FRAGMENTY DANYCH:

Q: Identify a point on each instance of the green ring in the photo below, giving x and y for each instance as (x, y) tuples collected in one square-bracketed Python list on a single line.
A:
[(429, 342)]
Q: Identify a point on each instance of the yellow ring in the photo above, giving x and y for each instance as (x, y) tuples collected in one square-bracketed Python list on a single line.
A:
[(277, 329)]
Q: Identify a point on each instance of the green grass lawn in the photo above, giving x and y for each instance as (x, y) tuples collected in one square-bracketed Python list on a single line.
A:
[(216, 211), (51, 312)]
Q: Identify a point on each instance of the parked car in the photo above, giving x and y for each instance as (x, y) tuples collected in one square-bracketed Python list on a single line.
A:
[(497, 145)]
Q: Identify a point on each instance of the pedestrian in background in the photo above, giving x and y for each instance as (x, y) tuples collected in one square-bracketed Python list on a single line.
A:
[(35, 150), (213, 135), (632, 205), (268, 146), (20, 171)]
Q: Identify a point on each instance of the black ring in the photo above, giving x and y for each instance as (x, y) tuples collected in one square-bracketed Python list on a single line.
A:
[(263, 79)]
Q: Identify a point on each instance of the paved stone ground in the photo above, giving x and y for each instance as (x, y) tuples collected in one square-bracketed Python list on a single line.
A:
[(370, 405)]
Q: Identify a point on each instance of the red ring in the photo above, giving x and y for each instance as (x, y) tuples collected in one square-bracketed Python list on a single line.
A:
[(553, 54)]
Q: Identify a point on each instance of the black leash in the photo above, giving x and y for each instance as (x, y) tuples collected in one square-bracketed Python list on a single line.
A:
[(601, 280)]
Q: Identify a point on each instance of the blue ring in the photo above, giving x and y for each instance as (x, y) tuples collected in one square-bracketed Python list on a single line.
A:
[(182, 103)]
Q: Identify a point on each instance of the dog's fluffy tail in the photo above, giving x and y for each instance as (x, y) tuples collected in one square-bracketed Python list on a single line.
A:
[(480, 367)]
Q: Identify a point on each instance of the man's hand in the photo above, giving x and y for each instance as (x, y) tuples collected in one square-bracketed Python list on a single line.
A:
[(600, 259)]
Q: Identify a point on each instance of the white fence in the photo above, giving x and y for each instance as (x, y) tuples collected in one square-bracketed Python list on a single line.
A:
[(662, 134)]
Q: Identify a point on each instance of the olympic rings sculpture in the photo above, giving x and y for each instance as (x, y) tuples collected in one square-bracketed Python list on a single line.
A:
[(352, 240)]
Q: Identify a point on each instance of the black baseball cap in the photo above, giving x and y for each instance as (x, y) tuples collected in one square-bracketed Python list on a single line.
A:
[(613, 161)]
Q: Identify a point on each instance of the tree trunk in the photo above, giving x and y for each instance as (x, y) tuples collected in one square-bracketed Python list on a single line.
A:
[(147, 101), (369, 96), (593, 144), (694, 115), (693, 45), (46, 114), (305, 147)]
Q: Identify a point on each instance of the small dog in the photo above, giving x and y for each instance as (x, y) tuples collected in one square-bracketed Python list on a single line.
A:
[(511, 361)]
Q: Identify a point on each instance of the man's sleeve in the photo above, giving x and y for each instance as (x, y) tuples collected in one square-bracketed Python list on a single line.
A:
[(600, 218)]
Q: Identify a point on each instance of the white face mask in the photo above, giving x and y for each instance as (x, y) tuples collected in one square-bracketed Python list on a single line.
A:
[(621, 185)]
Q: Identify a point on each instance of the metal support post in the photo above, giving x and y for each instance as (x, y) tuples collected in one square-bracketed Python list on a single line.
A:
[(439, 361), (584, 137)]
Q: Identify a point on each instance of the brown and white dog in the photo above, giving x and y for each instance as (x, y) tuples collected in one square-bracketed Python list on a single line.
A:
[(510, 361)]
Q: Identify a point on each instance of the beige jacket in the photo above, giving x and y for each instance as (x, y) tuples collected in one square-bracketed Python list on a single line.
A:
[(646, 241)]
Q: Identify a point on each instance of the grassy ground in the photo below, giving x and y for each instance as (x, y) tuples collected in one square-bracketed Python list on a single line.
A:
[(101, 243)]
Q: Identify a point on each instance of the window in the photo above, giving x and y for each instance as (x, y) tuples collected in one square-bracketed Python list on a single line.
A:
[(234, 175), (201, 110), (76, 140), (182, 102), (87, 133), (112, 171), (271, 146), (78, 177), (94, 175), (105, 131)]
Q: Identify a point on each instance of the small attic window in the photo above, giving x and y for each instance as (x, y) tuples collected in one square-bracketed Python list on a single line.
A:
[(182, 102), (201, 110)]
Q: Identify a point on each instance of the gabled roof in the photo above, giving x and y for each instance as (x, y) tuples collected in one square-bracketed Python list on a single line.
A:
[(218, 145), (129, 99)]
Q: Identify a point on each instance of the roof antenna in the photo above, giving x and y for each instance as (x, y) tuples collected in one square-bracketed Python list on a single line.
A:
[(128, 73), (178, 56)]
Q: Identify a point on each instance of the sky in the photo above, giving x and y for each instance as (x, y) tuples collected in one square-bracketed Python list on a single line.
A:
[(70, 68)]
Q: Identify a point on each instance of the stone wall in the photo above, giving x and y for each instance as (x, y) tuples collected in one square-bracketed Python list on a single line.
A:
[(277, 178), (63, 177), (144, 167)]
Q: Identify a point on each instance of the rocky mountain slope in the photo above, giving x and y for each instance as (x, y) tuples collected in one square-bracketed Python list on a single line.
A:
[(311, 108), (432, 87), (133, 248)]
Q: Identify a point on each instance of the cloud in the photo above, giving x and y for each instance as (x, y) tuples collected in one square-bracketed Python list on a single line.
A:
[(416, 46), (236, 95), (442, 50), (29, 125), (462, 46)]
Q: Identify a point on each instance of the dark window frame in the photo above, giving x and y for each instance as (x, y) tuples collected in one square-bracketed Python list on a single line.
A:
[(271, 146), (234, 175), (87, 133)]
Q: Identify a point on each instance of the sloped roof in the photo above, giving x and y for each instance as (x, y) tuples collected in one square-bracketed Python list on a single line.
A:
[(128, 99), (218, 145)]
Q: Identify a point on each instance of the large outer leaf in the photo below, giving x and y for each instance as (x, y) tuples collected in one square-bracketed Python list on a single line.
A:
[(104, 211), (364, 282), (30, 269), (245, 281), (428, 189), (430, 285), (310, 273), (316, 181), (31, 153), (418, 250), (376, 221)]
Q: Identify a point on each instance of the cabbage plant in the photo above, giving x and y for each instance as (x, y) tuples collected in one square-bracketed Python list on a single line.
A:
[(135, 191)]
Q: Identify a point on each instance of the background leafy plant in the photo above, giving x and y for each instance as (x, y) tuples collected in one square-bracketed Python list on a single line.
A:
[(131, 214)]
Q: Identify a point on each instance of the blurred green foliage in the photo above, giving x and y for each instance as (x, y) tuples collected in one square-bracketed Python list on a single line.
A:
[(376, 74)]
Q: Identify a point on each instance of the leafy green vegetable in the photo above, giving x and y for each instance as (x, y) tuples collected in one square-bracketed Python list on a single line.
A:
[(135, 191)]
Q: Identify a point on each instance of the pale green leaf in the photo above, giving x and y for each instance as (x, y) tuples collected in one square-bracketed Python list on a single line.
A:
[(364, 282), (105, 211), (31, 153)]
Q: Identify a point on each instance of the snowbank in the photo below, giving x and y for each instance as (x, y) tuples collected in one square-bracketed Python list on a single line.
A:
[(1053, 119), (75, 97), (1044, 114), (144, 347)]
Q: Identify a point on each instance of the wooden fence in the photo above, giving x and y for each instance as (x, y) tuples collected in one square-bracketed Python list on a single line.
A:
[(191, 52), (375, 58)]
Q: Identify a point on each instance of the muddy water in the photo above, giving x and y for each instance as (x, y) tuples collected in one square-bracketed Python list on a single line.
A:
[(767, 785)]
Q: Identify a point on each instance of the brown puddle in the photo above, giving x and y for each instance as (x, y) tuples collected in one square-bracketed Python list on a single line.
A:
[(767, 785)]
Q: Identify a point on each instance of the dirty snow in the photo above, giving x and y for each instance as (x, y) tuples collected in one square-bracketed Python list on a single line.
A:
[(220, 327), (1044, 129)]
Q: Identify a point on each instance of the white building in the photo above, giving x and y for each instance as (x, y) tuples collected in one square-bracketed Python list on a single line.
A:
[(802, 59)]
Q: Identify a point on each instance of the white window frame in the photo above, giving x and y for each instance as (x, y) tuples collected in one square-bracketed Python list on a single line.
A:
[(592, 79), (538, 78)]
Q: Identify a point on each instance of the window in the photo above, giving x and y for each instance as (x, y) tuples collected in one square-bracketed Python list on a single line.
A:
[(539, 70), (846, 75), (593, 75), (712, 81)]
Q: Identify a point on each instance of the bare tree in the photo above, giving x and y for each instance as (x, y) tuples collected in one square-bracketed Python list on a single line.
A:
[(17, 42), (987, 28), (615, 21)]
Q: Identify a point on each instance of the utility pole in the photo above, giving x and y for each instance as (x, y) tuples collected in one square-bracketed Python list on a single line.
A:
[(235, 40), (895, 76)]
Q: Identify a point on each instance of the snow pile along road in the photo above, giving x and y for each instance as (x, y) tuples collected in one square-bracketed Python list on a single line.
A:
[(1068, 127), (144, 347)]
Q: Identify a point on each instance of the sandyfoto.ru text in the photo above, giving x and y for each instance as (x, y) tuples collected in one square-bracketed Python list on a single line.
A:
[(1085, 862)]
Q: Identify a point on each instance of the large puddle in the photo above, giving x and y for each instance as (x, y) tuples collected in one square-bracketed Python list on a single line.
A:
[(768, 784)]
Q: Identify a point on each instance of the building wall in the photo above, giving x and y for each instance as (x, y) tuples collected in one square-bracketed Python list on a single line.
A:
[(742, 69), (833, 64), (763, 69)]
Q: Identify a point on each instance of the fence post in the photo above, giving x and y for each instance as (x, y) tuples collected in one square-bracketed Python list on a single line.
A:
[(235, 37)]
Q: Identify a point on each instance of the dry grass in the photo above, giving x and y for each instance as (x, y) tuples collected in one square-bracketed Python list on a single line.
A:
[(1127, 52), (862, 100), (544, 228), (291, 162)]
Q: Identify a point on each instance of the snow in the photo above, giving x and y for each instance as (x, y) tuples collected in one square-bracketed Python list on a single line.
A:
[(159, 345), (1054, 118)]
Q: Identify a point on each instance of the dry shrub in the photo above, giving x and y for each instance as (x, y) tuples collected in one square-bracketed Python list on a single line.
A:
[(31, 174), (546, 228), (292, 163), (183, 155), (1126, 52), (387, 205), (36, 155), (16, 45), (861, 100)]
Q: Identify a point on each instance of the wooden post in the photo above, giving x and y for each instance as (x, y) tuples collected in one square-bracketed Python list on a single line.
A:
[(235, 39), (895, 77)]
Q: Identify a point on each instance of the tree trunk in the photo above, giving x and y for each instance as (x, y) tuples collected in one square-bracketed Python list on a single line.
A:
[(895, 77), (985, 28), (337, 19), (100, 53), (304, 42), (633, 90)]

POLECENIE DO WYKONANIA: Przepisz bez żadnych zmian wiersze materiału od wiersza zawierającego „Q: Identify a point on each instance of the man's hand” do wiersza zawierającego „[(511, 361)]”, włącznie z oboma.

ROZWIĄZANIE ZADANIA:
Q: Identify a point on each instance of the man's hand in the photo above, giving x and y for each instance as (x, y) tuples collected in one square-bracketed Python list on a single line.
A:
[(600, 259)]
Q: Identify a point on each instance of the white fence in the photo above, giving x and y for each instance as (x, y) tuples collected in one square-bracketed Python list on a single line.
A:
[(662, 134)]
Q: Identify a point on each instance of the olympic rings sculpture in the photo above, giving x and y for each instance as (x, y) tuples collected in one square-bracketed Python list on a single line.
A:
[(352, 240)]
Q: Identify a point on each instance of the black baseball cap in the photo above, giving x and y for each instance as (x, y) tuples collected in one square-bracketed Python list on a single line.
A:
[(613, 161)]
Q: Identify a point on each instance of the tree trunk in the photo above, giving x and y for each instance as (x, y) tuples collected in one square-bracketed Python list on a single line.
A:
[(147, 101), (369, 96), (593, 144), (694, 115), (693, 45), (46, 114), (305, 147)]
Q: Identify a point on each instance of the small dog in the photo above, giving x and y for each instance as (x, y) tuples collected in one square-bracketed Python list on a single line.
A:
[(511, 361)]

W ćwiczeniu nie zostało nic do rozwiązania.